**What you should do**
Gather every row below that contains the string "solar" and copy each one in full. The match is case-sensitive.

## begin

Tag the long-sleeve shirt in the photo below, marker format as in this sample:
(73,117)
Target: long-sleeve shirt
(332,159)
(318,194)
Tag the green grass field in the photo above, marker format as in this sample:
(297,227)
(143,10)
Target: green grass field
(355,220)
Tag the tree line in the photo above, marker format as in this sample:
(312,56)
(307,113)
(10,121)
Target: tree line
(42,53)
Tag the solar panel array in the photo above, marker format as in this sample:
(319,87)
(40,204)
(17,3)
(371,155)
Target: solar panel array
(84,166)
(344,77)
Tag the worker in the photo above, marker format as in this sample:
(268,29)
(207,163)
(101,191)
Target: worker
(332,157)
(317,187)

## end
## begin

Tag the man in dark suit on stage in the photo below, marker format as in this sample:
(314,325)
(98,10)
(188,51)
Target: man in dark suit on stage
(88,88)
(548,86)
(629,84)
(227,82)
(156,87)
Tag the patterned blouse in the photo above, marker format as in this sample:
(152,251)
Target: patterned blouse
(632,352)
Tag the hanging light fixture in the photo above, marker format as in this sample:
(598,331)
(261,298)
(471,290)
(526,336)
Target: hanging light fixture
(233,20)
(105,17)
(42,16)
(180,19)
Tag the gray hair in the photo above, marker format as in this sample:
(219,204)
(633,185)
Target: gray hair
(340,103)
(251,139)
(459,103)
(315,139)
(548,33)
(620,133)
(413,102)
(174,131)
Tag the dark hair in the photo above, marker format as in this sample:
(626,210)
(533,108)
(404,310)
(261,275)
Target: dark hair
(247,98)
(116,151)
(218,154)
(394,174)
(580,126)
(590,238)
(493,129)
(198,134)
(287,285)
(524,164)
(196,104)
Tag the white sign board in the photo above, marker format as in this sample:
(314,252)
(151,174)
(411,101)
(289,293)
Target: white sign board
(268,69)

## end

**Output of the task**
Tag the solar panel array in the photo above, marker format as in this sample:
Target: solar panel array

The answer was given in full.